── DATA FOR THIS EXERCISE

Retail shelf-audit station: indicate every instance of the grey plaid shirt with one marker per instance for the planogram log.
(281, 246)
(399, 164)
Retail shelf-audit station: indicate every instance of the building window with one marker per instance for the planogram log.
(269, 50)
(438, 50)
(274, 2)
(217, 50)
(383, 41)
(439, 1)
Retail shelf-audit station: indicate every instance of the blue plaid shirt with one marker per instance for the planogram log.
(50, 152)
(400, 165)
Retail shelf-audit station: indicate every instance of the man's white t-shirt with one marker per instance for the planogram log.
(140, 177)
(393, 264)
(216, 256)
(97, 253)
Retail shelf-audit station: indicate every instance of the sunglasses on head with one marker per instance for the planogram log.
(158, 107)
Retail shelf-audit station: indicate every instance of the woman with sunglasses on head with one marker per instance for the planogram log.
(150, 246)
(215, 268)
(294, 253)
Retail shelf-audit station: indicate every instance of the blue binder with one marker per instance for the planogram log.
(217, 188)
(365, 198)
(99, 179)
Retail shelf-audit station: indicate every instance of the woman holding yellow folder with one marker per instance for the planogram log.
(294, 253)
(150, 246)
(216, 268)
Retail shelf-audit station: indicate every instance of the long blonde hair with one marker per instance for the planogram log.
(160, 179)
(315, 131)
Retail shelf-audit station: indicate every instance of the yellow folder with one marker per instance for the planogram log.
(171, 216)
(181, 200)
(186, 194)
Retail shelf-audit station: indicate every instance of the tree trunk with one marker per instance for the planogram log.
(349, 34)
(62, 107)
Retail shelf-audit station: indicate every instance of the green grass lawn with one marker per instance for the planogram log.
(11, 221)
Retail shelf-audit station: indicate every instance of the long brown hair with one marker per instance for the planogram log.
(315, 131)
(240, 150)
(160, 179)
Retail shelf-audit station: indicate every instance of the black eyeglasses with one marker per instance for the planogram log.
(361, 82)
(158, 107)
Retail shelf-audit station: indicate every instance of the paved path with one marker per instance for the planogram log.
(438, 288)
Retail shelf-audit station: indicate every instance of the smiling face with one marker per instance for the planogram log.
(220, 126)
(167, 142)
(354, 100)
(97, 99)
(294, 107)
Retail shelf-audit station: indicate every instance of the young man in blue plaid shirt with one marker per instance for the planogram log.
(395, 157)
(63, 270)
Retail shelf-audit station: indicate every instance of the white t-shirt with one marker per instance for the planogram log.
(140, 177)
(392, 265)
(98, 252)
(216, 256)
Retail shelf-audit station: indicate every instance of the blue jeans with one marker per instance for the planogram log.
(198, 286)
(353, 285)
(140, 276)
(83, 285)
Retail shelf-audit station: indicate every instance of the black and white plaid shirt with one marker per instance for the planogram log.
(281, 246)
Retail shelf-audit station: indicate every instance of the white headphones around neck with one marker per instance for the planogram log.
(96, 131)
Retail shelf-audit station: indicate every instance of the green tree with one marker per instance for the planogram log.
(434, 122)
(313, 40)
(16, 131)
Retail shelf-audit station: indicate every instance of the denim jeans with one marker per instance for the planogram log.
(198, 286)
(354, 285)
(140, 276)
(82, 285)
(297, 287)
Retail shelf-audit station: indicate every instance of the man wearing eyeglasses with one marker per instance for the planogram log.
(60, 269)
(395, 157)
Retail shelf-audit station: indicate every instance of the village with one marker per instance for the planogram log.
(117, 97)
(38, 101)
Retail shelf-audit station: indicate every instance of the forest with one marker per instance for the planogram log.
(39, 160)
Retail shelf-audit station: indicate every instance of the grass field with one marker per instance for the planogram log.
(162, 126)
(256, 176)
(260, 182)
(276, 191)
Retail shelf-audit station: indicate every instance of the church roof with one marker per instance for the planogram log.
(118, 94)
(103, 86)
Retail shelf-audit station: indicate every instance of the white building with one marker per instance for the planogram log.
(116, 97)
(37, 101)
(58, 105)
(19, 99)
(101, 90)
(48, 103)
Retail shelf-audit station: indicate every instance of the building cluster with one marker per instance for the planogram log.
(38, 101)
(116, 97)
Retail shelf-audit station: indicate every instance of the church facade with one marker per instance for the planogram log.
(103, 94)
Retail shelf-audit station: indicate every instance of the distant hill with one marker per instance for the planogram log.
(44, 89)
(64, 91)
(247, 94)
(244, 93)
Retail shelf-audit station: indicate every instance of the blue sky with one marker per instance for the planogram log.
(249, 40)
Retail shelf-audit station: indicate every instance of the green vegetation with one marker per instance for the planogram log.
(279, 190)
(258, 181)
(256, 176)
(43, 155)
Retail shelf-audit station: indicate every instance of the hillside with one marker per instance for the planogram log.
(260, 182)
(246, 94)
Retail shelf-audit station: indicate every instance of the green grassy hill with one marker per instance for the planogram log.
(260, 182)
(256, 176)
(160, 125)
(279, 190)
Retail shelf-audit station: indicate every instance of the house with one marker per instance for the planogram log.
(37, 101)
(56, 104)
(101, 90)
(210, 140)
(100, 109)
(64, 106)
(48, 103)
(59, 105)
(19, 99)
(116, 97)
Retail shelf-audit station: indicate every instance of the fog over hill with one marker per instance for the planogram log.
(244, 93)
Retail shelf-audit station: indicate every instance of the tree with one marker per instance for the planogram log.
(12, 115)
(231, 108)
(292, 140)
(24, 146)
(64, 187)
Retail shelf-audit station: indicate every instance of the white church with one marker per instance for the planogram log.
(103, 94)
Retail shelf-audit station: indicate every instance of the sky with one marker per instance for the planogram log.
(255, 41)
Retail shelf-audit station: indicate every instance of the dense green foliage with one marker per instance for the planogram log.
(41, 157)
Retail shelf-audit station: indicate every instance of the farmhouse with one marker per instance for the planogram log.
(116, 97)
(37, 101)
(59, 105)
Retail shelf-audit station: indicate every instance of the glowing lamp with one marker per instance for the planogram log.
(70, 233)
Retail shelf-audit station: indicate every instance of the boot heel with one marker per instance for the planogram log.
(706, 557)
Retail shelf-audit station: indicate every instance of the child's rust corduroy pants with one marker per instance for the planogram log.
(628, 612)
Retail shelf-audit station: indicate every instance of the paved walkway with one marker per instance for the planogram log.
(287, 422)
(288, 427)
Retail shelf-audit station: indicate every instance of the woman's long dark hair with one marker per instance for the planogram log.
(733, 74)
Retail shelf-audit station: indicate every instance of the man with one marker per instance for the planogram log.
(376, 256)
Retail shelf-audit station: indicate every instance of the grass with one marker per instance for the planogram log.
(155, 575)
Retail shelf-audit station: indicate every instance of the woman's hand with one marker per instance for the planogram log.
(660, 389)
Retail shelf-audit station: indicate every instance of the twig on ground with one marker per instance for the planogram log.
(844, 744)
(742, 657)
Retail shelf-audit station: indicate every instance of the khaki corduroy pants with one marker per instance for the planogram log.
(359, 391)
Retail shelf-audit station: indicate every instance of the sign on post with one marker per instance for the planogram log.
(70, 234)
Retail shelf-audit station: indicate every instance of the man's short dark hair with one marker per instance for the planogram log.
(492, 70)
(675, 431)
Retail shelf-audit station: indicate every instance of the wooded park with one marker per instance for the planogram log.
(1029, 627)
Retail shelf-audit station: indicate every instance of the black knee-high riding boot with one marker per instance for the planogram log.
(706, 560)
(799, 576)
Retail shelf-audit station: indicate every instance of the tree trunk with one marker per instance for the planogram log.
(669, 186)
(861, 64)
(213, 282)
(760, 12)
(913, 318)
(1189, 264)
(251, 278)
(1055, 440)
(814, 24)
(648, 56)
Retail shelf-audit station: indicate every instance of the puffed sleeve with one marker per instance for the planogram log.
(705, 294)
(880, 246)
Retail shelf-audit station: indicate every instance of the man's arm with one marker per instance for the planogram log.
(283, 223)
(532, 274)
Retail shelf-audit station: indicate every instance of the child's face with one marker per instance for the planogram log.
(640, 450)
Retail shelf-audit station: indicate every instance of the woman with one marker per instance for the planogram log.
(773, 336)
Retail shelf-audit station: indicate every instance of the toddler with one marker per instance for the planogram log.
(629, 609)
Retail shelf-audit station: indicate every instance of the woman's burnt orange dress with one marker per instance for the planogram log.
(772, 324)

────

● YOUR GOAL
Return the line that contains "of the puffed" and all lines after it, verbatim, and nothing else.

● OUTPUT OF THE TASK
Retail shelf-audit station: indicate every instance of the puffed sleeve with one marker per instance for the planogram log.
(705, 294)
(880, 246)
Retail shelf-audit station: indicate every instance of the man's arm with one marker per instance for the planogram log.
(283, 223)
(532, 274)
Retail shelf-audit station: indicate every instance of the child's face with one marker per instance for the planogram log.
(640, 450)
Retail shelf-audit station: indicate every instance of the woman with one marker per instance for the planogram log.
(773, 336)
Retail shelf-audit station: indicate every instance of the toddler with one marker per instance for the planogram log.
(629, 609)
Retail shelf-audit station: indicate every instance of the woman's burnt orange dress with one marker per instance for the planogram log.
(772, 324)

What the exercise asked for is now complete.